## Task objective
Copy verbatim the lines of the records below, beginning with the line that contains "Each instance receives one keypoint. Mark the shelterbelt" and continuing through the end of the records.

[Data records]
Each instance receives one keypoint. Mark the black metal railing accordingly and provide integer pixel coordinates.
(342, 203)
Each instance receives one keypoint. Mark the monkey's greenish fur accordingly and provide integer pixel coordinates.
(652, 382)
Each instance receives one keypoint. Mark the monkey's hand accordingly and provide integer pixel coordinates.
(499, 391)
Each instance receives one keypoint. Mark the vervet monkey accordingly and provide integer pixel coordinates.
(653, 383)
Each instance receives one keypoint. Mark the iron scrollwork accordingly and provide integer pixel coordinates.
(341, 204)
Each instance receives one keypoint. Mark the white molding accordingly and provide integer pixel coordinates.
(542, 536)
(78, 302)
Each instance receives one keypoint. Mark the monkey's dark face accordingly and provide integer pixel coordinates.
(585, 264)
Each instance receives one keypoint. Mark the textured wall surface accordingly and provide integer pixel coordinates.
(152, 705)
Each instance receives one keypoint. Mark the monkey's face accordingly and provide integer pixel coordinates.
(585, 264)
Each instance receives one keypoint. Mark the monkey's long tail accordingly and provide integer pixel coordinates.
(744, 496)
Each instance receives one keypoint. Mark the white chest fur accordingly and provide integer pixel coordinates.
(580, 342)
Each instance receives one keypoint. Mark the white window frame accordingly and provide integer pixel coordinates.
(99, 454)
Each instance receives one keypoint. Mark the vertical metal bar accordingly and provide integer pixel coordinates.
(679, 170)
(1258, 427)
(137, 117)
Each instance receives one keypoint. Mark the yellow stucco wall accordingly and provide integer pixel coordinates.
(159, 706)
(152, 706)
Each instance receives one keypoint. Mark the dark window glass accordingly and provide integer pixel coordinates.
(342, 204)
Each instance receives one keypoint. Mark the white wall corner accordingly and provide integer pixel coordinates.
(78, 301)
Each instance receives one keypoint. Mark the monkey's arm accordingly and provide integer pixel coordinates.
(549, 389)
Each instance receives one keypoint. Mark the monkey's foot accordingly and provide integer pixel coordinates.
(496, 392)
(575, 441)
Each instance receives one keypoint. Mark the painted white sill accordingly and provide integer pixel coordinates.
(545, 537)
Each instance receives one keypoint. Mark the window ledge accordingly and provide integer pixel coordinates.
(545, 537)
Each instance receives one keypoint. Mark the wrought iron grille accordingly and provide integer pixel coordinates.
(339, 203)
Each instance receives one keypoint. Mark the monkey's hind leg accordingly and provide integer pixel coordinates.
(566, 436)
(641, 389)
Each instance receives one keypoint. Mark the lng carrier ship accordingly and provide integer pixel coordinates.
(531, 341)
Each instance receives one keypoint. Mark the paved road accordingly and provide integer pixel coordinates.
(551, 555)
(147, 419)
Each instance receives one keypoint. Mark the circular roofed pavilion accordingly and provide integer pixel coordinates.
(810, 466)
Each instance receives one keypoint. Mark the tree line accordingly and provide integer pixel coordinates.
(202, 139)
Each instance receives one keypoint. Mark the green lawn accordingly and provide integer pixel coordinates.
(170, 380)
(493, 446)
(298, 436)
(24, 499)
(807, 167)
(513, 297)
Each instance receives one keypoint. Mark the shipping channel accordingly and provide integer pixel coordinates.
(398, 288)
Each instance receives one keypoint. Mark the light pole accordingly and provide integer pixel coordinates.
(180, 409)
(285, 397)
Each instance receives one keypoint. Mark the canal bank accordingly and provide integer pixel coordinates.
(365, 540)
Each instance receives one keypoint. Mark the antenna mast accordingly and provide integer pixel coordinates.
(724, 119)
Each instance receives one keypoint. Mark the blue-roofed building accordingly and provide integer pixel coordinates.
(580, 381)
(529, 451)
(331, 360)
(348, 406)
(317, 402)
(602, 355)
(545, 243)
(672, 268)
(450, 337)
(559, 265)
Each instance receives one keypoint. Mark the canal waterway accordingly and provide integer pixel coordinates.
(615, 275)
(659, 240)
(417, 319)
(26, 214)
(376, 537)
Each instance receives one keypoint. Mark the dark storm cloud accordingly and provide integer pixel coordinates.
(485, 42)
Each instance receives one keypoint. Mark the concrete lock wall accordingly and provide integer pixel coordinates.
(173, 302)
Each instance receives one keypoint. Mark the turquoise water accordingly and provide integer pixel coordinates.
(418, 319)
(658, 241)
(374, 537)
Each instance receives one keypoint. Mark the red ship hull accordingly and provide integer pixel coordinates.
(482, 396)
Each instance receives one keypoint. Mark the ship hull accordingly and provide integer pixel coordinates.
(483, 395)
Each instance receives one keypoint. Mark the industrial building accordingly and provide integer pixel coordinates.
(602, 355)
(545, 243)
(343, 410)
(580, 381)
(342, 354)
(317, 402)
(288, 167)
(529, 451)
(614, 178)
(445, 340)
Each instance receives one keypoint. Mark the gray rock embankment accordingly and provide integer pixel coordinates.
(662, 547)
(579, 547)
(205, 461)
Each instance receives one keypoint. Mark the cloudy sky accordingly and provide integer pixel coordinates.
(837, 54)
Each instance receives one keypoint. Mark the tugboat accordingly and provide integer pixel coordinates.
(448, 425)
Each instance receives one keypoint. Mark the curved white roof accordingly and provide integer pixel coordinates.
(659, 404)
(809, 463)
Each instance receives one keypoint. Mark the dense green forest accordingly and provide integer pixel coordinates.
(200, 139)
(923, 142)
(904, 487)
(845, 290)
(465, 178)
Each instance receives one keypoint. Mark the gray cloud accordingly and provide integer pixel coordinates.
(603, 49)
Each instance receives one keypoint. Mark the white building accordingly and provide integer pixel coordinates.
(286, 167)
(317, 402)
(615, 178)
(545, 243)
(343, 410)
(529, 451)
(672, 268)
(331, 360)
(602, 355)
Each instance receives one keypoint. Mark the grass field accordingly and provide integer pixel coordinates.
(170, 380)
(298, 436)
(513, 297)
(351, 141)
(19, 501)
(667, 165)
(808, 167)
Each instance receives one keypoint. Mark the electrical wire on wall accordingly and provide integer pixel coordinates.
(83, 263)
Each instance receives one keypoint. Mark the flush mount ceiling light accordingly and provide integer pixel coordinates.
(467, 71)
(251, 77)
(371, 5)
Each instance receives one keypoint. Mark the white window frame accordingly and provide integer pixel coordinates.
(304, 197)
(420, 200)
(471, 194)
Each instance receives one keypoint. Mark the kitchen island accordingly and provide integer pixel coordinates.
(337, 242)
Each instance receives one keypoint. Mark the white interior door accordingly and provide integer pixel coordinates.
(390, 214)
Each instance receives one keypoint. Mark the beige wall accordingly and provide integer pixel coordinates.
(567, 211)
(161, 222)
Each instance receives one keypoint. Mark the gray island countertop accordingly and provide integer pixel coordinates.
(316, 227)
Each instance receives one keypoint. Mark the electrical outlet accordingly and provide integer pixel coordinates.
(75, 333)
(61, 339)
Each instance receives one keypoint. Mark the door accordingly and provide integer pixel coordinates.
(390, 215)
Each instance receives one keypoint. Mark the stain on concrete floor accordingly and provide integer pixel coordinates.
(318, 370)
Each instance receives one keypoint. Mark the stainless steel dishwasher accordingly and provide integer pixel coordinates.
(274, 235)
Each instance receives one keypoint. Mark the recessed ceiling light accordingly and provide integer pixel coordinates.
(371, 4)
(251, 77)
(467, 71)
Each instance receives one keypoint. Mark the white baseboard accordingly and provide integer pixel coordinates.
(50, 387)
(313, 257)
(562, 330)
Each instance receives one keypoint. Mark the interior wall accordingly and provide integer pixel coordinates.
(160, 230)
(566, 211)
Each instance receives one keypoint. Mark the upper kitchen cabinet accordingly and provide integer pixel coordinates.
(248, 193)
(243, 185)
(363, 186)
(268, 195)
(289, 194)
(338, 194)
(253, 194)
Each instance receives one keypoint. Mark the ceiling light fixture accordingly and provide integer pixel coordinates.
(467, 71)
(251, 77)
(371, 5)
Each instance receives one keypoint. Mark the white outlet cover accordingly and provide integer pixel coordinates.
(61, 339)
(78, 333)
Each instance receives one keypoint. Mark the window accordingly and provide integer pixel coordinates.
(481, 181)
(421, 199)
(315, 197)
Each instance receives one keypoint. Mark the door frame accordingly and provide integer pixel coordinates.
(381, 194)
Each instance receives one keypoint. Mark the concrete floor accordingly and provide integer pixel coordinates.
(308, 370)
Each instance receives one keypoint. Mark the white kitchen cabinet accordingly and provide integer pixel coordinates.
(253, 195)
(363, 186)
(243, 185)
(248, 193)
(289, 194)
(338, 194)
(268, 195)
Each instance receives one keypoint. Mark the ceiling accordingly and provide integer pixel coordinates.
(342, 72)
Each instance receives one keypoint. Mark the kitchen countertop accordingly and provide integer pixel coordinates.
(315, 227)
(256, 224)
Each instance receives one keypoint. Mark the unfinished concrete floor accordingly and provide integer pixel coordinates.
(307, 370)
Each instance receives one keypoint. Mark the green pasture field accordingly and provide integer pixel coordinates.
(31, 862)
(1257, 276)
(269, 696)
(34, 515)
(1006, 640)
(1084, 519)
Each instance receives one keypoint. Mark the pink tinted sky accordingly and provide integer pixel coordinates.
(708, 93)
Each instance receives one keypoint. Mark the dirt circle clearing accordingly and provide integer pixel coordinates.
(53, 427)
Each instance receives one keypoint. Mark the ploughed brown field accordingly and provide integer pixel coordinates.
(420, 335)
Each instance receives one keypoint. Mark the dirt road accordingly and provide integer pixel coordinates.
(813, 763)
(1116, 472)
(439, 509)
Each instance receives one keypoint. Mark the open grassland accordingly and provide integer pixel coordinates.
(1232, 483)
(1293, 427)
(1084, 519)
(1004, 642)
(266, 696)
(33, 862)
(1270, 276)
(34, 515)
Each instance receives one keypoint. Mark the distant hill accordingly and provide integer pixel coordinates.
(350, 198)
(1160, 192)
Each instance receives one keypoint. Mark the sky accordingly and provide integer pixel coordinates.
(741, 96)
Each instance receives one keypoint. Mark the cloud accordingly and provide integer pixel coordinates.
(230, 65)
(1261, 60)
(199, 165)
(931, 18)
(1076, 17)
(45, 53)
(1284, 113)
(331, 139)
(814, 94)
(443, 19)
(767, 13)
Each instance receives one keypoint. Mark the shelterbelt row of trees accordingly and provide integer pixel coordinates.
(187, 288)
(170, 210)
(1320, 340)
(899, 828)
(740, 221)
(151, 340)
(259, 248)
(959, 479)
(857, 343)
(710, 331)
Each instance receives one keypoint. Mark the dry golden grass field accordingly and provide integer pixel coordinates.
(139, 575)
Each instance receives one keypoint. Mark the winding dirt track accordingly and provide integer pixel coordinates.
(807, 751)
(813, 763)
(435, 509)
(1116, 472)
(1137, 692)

## Result below
Each instance receives one keypoint. Mark the shelterbelt row of trees accordingly and provide integer pixel coordinates.
(187, 288)
(170, 210)
(1320, 340)
(899, 828)
(740, 221)
(151, 340)
(259, 248)
(959, 479)
(857, 343)
(710, 331)
Each instance receives one keypoint. Mark the dry golden grass field accordingly and provide integer pixel coordinates.
(139, 575)
Each instance receives one keypoint. Mark the winding dirt track accordingly and provide integer pixel coordinates.
(807, 751)
(813, 763)
(435, 509)
(1116, 472)
(1137, 692)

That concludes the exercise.